=== Section Start ===
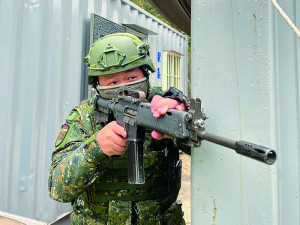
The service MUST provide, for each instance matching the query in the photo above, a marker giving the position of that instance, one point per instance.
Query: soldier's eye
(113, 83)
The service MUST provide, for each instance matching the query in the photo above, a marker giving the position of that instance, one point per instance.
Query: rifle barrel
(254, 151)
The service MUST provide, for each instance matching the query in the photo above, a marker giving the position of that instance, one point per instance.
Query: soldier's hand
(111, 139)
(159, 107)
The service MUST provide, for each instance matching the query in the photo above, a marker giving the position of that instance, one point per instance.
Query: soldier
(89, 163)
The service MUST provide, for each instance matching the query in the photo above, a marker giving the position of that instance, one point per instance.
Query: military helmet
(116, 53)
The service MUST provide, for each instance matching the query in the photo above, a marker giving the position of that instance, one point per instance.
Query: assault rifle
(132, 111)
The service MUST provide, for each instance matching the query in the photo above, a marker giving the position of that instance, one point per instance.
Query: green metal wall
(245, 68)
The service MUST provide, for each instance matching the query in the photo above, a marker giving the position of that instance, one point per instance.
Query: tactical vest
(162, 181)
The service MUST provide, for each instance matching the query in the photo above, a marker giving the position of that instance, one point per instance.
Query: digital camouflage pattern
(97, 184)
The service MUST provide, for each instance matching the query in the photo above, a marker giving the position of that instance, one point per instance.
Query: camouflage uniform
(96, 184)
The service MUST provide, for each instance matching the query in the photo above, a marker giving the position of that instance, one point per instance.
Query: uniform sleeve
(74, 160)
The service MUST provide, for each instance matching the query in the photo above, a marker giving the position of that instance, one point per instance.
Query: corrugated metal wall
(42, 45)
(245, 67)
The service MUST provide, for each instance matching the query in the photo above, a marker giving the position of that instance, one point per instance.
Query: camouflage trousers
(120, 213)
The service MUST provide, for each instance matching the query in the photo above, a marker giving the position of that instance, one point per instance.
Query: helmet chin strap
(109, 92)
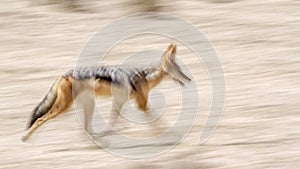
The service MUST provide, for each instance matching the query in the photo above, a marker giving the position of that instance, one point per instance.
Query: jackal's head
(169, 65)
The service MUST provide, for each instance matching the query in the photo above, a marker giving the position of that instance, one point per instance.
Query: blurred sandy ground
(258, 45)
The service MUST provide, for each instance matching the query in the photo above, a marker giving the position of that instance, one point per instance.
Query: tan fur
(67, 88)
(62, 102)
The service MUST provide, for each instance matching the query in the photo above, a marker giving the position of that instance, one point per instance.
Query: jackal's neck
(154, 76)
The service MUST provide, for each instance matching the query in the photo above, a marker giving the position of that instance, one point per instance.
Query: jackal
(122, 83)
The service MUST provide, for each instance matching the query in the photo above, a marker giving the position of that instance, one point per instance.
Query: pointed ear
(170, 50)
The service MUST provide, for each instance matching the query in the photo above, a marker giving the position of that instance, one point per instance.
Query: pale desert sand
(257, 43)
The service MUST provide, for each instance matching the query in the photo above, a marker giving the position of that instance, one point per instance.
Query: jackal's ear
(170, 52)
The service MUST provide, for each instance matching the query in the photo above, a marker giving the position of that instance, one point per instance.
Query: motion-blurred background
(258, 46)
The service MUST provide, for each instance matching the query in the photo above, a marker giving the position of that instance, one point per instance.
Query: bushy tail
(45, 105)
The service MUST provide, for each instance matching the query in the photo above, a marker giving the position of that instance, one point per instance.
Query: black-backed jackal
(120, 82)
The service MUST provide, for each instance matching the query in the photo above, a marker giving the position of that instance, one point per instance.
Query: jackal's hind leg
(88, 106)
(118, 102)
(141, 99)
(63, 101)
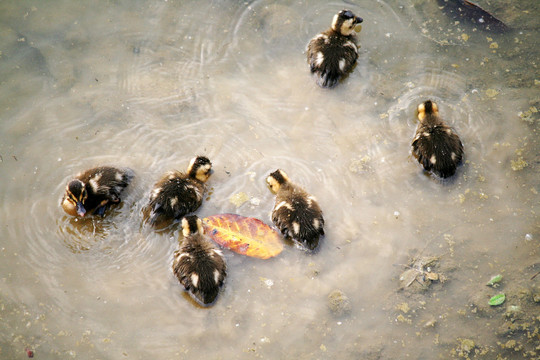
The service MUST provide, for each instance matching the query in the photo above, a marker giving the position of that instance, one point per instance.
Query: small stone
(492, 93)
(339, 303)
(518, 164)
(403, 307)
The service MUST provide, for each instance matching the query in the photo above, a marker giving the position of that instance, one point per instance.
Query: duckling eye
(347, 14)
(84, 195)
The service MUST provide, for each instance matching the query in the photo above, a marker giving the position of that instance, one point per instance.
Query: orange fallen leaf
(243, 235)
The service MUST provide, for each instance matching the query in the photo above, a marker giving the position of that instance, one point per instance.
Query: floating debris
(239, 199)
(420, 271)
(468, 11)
=== Section End ===
Activity
Write the records above out again word for word, skipping each picture.

Solved exercise
The service MUST provide, for each instance matching the query in the photo above, a marker giving the position of that instance, one point per instance.
Query: soldier's eye
(113, 83)
The service MUST provide, for each instance matching the query in the photo above, a marker giving the position of that instance, one point per instance.
Query: rifle barrel
(254, 151)
The service MUST provide, for each instance matching the query in the photo above, a marker giving the position of that instance, one point per instance.
Query: soldier's hand
(111, 139)
(159, 107)
The service MUST provide, for each instance matching the query in the photo above, a marker giving the position of that instance, one point per instance.
Query: soldier
(89, 163)
The service MUST provide, for each instance matching the query in the photo above, a marker giving the position of that instance, one point per instance.
Query: military helmet
(116, 53)
The service MUST provide, for each instance matching the query in the photo above, a marker giving the position of that instance, one point per instance.
Query: assault rifle
(132, 111)
The service MUST provide, for each instance matching the query in the photo above, a marker giving the position of that instance, one point per instance.
Query: green metal wall
(245, 68)
The service MUST provide, for each instance matching the query in the photo above, a marker giving the position of that instance, one point per instance.
Query: tactical vest
(162, 181)
The service MUST provide, for each instance matching the query in the photo above, a marker giving the position of that instance, one point per instance.
Query: digital camouflage pattern
(97, 184)
The service MUST provide, for each instance matching the query in the photo above, a marker giving the position of that instance, one point per instance.
Query: camouflage uniform
(96, 184)
The service MUST provide, for each instance matching the query in the photo above, a marker giving the position of that instance, one point per instance.
Query: uniform sleeve
(74, 160)
The service MUST provide, for each instance matching the query in the photo above, a marker giving the position of that instance, one point per instance.
Query: corrugated metal wall
(42, 45)
(245, 67)
The service MUST provide, for each instance matching the query in the photo above, a marker giving the position of that instance, one point per instance.
Query: camouflage trousers
(120, 213)
The service MUST provide, for each instance matching the query in the photo above, a marker giving the position of that instance, one point per instance.
Query: helmet chin strap
(109, 92)
The service MUST provide, for each instance matching the query in the photo above, a marker giving the position of that instance, one point per instance.
Query: jackal's head
(169, 65)
The service MUST provide, for each instance matching the query in the photo above, a marker giving the position of that instance, one point per instance.
Query: blurred sandy ground
(258, 45)
The service MUST provide, for each instance matching the query in the photo above, a marker giving the position of that instance, one point per instance.
Query: tan fur
(67, 88)
(62, 102)
The service MUST provide, for each instance matching the query in the photo above, a marker giving the position of that instance, one point per instance.
Query: jackal's neck
(154, 76)
The service MUST provide, for each instance matching the query in the photo above, a marker giving the position of that instance, one point per instance.
Query: jackal
(122, 83)
The service MUST provide, for each instance matching the query in the photo above, a marker giving the position of that instance, one point per instance.
Query: pointed ear
(170, 50)
The service MUST provide, for each instance matching the query in the photo above, a marker giving the position of that instance, one point per instance.
Query: pale desert sand
(257, 43)
The service MUST provide, for each instance matching the query in the photo above, a marker giving the position of that instance, one point per instance.
Query: jackal's ear
(170, 52)
The service MUST provide, for each instance matching the query in the photo above, a marker giving the position of that instance, one point per instance.
Query: motion-blurred background
(258, 46)
The service MUST provide, for each instance matching the query in the photo above, a marker giving the position of that instance, one point per instance.
Query: bushy tail
(45, 105)
The service MUST provide, for each instance matching the query in the photo above, a marker giving the position of that instance, one point per instance.
Query: black-backed jackal
(120, 82)
The service MUST provide, for each instance matching the query in the photo above, a marker giving the position of that instance, one point per instance.
Query: jackal's hind leg
(88, 106)
(118, 102)
(141, 99)
(63, 101)
The service MUST provide, for each instance matching the query in the photo above, a marker giving the position of that instance, one point per instance.
Query: small stone
(492, 93)
(339, 303)
(518, 164)
(403, 307)
The service MUST provide, for each instance matching the query in the photo above, a marker giving the position of that instance, one point per instance.
Query: duckling eye
(347, 14)
(84, 195)
The service MUST provide, for each instance matching the query in the photo above, a marker giving the position of that instance, one point per instance.
Query: orange fallen leaf
(243, 235)
The service MUST provide, for each instance matching the query in the photo above, a marker giving the position of that instance, one point per instance.
Query: floating debris
(239, 199)
(420, 271)
(468, 11)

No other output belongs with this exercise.